== LISTING ==
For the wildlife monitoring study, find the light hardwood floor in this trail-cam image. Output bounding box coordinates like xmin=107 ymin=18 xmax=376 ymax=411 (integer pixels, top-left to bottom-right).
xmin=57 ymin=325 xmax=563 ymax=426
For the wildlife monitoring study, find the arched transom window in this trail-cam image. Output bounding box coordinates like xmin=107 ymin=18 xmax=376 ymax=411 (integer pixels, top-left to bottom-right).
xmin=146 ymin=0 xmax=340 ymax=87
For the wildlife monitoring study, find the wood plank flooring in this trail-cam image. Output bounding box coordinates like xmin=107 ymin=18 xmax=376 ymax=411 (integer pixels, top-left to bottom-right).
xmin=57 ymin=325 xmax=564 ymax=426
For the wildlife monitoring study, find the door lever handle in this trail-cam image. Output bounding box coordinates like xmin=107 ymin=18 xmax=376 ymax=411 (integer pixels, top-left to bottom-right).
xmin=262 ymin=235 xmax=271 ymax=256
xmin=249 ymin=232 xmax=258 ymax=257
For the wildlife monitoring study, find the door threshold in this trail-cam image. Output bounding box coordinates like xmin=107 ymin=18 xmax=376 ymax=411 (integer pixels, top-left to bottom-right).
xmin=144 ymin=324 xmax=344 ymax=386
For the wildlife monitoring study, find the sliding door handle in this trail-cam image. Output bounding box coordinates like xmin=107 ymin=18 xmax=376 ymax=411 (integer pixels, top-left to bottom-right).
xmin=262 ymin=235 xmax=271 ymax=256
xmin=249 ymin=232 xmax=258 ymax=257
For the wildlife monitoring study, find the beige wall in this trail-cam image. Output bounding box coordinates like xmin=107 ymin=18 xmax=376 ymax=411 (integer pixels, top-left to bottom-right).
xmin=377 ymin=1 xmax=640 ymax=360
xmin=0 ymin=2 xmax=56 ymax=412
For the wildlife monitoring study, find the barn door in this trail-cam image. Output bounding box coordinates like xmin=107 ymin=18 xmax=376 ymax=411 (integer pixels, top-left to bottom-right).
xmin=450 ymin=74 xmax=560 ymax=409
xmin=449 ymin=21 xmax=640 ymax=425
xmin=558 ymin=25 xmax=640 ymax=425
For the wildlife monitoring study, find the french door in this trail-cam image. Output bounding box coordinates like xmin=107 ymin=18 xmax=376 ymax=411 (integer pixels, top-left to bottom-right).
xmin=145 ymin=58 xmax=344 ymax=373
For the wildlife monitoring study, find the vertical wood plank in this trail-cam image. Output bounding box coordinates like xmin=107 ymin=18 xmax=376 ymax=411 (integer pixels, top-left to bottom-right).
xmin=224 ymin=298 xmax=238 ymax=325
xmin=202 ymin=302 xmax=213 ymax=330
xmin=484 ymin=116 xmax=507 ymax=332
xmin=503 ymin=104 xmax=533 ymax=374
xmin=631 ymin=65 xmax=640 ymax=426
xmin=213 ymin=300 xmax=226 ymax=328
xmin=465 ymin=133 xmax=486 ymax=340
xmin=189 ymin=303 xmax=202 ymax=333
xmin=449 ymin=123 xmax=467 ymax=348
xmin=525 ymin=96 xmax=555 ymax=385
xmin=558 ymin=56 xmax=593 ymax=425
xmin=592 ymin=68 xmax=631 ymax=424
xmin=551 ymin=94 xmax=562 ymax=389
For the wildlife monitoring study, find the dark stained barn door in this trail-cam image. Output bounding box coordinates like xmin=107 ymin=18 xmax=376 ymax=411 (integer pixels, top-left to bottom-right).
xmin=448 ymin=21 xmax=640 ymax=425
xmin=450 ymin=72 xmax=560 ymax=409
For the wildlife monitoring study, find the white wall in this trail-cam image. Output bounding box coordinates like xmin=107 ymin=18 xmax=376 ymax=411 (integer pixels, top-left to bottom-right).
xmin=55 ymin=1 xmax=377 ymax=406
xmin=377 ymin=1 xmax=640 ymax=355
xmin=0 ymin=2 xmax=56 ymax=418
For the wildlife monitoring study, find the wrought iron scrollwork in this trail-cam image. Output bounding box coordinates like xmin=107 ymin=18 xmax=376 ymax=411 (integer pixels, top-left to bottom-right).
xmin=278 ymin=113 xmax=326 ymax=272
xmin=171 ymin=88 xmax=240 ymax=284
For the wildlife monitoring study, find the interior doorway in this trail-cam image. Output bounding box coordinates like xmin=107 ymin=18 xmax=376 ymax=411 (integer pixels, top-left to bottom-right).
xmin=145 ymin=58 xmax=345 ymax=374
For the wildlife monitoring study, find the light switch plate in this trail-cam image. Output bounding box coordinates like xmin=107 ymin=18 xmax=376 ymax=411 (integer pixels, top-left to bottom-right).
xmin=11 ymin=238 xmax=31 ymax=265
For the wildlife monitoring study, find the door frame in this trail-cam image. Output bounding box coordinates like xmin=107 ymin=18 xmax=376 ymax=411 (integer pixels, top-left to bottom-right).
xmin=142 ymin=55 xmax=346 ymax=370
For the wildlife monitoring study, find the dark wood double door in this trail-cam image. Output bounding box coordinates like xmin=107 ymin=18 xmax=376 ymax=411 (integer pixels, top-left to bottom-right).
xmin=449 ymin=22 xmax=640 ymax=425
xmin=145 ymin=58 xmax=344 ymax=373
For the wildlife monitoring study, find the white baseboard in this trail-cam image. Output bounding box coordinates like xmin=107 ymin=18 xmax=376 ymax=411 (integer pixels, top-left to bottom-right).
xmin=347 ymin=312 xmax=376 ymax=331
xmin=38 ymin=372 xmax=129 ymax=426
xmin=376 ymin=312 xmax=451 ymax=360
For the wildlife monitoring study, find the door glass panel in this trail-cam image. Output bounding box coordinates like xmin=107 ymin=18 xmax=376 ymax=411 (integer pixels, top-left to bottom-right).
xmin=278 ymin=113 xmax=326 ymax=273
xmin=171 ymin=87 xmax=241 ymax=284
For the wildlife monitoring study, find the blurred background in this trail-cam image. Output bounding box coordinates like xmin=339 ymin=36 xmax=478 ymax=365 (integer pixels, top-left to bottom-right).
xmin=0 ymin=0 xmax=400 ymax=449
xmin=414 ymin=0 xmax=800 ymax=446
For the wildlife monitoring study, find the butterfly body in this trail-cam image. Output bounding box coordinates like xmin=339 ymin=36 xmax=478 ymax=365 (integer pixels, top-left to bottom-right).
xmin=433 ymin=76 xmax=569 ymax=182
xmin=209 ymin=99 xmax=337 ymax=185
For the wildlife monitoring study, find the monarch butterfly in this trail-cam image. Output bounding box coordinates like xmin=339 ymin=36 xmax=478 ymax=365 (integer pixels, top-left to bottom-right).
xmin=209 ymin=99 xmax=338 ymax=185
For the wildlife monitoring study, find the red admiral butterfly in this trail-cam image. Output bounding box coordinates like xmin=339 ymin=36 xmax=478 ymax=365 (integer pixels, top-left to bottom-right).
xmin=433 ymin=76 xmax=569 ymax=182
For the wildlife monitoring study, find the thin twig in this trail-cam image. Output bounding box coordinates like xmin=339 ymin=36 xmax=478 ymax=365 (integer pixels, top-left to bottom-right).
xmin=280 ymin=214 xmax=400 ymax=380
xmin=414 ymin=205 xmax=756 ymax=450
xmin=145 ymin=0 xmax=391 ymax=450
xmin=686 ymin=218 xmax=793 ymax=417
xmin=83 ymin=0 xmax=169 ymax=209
===
# [SET PROBLEM]
Extract each line of the material exactly as it stands.

# [WRITTEN RESPONSE]
For the wildlife monitoring study, find the light hardwood floor in this trail-cam image. Output bounding box coordinates like xmin=107 ymin=18 xmax=376 ymax=411 (integer pixels, top-left to bottom-right).
xmin=57 ymin=325 xmax=563 ymax=426
For the wildlife monitoring study, find the arched transom window in this trail-cam image. Output bounding box coordinates like xmin=107 ymin=18 xmax=376 ymax=411 (integer pixels, top-left to bottom-right).
xmin=146 ymin=0 xmax=340 ymax=87
For the wildlife monitoring study, find the wood plank flooring in this trail-cam image. Output bounding box coordinates like xmin=107 ymin=18 xmax=376 ymax=411 (integer pixels, top-left to bottom-right).
xmin=57 ymin=325 xmax=564 ymax=426
For the wildlife monitoring study, find the door lever handle in this trail-cam image. Output bounding box coordinates like xmin=107 ymin=18 xmax=376 ymax=411 (integer pixels, top-left to bottom-right).
xmin=262 ymin=235 xmax=271 ymax=256
xmin=249 ymin=232 xmax=258 ymax=257
For the wildlife monitoring study, find the door threshold in this trail-cam image. Output bounding box coordinates like xmin=107 ymin=18 xmax=376 ymax=411 (integer pixels, top-left to bottom-right).
xmin=144 ymin=324 xmax=344 ymax=386
For the wildlife monitoring study, find the sliding door handle in this trail-cam image. Output bounding box coordinates like xmin=107 ymin=18 xmax=376 ymax=411 (integer pixels, top-left to bottom-right).
xmin=262 ymin=235 xmax=271 ymax=256
xmin=249 ymin=232 xmax=258 ymax=257
For the wildlife monitoring study, find the beige wall in this trail-cam image. Output bounding box coordinates like xmin=107 ymin=18 xmax=376 ymax=411 (integer pixels, top-left to bottom-right).
xmin=377 ymin=1 xmax=640 ymax=360
xmin=0 ymin=2 xmax=56 ymax=412
For the wildlife monitoring study, find the barn door in this trail-cam image. Output bounding box coordinates like xmin=107 ymin=18 xmax=376 ymax=411 (integer pixels, top-left to bottom-right).
xmin=450 ymin=74 xmax=560 ymax=409
xmin=449 ymin=21 xmax=640 ymax=425
xmin=558 ymin=25 xmax=640 ymax=425
For the wildlife monitoring study, find the french door in this trail-cam image. Output bounding box coordinates like xmin=107 ymin=18 xmax=376 ymax=411 (integer pixels, top-left to bottom-right).
xmin=145 ymin=58 xmax=344 ymax=373
For the wildlife monitoring study, find the vertical wood plank in this trail-cam image. Output bounding box coordinates like xmin=107 ymin=18 xmax=376 ymax=411 (integer pixels, top-left to bottom-right).
xmin=224 ymin=298 xmax=238 ymax=325
xmin=202 ymin=302 xmax=213 ymax=330
xmin=484 ymin=116 xmax=507 ymax=332
xmin=503 ymin=104 xmax=533 ymax=374
xmin=631 ymin=65 xmax=640 ymax=426
xmin=213 ymin=300 xmax=226 ymax=328
xmin=465 ymin=133 xmax=486 ymax=340
xmin=189 ymin=303 xmax=202 ymax=333
xmin=449 ymin=123 xmax=467 ymax=348
xmin=525 ymin=96 xmax=555 ymax=385
xmin=558 ymin=56 xmax=593 ymax=425
xmin=592 ymin=68 xmax=631 ymax=424
xmin=551 ymin=94 xmax=562 ymax=389
For the wildlife monitoring study, find the dark stained barn door in this trail-cam image. Output bounding box coordinates like xmin=107 ymin=18 xmax=376 ymax=411 (integer pixels, top-left to bottom-right).
xmin=448 ymin=21 xmax=640 ymax=425
xmin=450 ymin=72 xmax=560 ymax=409
For the wildlife monitoring study, find the white wall in this trail-cam image. Output bounding box coordinates like xmin=107 ymin=18 xmax=376 ymax=411 (integer pixels, top-left to bottom-right).
xmin=55 ymin=1 xmax=377 ymax=406
xmin=377 ymin=1 xmax=640 ymax=355
xmin=0 ymin=2 xmax=56 ymax=418
For the wildlife monitoring study, find the wrought iron scrollwork in this trail-cam image. Output bounding box coordinates like xmin=107 ymin=18 xmax=376 ymax=411 (integer pixels, top-left to bottom-right).
xmin=278 ymin=113 xmax=326 ymax=272
xmin=171 ymin=88 xmax=240 ymax=284
For the wildlife monitoring study, find the interior doorway in this trail-cam image. Output bounding box coordinates like xmin=107 ymin=18 xmax=376 ymax=411 (integer pixels, top-left to bottom-right).
xmin=145 ymin=58 xmax=345 ymax=374
For the wildlife monitoring study, find the light switch plate in this trail-cam image. Output bounding box coordinates like xmin=107 ymin=18 xmax=376 ymax=411 (integer pixels, top-left to bottom-right).
xmin=11 ymin=238 xmax=31 ymax=265
For the wildlife monitoring study, find the door frame in this trail-cam image. Output bounding box coordinates like xmin=107 ymin=18 xmax=376 ymax=411 (integer pixels, top-left to bottom-right).
xmin=142 ymin=55 xmax=346 ymax=370
For the wildlife monitoring study, find the dark wood double door in this trail-cam image. Output bounding box coordinates like xmin=107 ymin=18 xmax=376 ymax=411 (integer pixels, top-left to bottom-right).
xmin=449 ymin=22 xmax=640 ymax=425
xmin=145 ymin=58 xmax=344 ymax=373
For the wildlife monitoring study, find the white baseboard in this trail-cam image. Output bounding box coordinates like xmin=107 ymin=18 xmax=376 ymax=411 (integer pixels, top-left to bottom-right).
xmin=347 ymin=312 xmax=376 ymax=331
xmin=38 ymin=372 xmax=129 ymax=426
xmin=376 ymin=312 xmax=451 ymax=360
For the wildlife monitoring study, find the door glass panel in this trail-cam image. Output bounding box coordinates like xmin=107 ymin=18 xmax=376 ymax=411 (integer pixels, top-left to bottom-right).
xmin=278 ymin=113 xmax=326 ymax=273
xmin=171 ymin=87 xmax=241 ymax=284
For the wildlife monitoring study, find the blurred background in this trail-cam image. Output bounding box coordinates like xmin=339 ymin=36 xmax=478 ymax=365 (integer pixels, top-left to bottom-right).
xmin=0 ymin=0 xmax=400 ymax=449
xmin=414 ymin=0 xmax=800 ymax=446
For the wildlife monitoring study, find the butterfly body in this trail-cam image. Output bounding box coordinates like xmin=339 ymin=36 xmax=478 ymax=365 (integer pixels, top-left to bottom-right).
xmin=433 ymin=76 xmax=569 ymax=182
xmin=209 ymin=99 xmax=337 ymax=185
For the wildlife monitoring study, find the monarch butterfly in this trail-cam image. Output bounding box coordinates like xmin=339 ymin=36 xmax=478 ymax=365 (integer pixels, top-left to bottom-right).
xmin=209 ymin=99 xmax=338 ymax=185
For the wildlife monitoring study, find the red admiral butterfly in this trail-cam image. Output bounding box coordinates like xmin=339 ymin=36 xmax=478 ymax=365 (integer pixels, top-left to bottom-right).
xmin=433 ymin=76 xmax=569 ymax=182
For the wildlife monitoring study, find the thin twig in this trail-cam image. Output bounding box coordinates like xmin=339 ymin=36 xmax=478 ymax=365 (integer pixels, top-left to bottom-right).
xmin=280 ymin=214 xmax=400 ymax=380
xmin=414 ymin=205 xmax=756 ymax=450
xmin=145 ymin=0 xmax=391 ymax=450
xmin=686 ymin=218 xmax=793 ymax=417
xmin=83 ymin=0 xmax=169 ymax=209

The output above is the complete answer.